• _WORK TO COMPLETE_
Rescale the listing below, beginning at the line that contains "Can you spot the drainpipe" and stopping after the line that contains "[[188, 1228]]". Reproduce only those lines, with requests unchanged, and multiply every coordinate in the answers by 1.7, rounding to whole numbers with halves rounded up.

• _TASK DATA_
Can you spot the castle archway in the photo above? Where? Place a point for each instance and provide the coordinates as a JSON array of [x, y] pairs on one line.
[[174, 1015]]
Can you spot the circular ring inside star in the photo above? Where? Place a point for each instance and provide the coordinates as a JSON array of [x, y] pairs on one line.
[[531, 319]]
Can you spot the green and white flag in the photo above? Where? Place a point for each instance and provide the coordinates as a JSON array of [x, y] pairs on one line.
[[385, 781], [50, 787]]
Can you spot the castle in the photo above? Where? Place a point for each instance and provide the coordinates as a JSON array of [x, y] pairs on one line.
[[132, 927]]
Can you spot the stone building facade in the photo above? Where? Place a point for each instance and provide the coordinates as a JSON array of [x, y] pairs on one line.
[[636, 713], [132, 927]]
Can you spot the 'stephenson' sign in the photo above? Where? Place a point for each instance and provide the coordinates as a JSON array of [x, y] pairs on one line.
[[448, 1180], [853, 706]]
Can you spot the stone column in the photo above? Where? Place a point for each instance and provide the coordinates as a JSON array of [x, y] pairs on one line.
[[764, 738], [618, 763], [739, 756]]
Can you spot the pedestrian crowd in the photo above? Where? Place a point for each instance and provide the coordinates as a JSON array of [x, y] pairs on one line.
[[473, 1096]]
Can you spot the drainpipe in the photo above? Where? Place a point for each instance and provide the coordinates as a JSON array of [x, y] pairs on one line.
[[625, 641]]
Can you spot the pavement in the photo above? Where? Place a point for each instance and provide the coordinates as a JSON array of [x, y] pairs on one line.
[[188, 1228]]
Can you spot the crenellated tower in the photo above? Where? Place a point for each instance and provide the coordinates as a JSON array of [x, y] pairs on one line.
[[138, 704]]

• _ANSWER FOR THE TASK_
Can you spot the drainpipe in the photo above? Where? Place a point for each instance and provide the coordinates as a JSON array of [x, y] pairs on one line.
[[1063, 1090]]
Can you spot the pavement in the photo above? Where? Place a point for each instance and provide the coordinates as a JSON array of [x, y] pairs on one line.
[[320, 2088]]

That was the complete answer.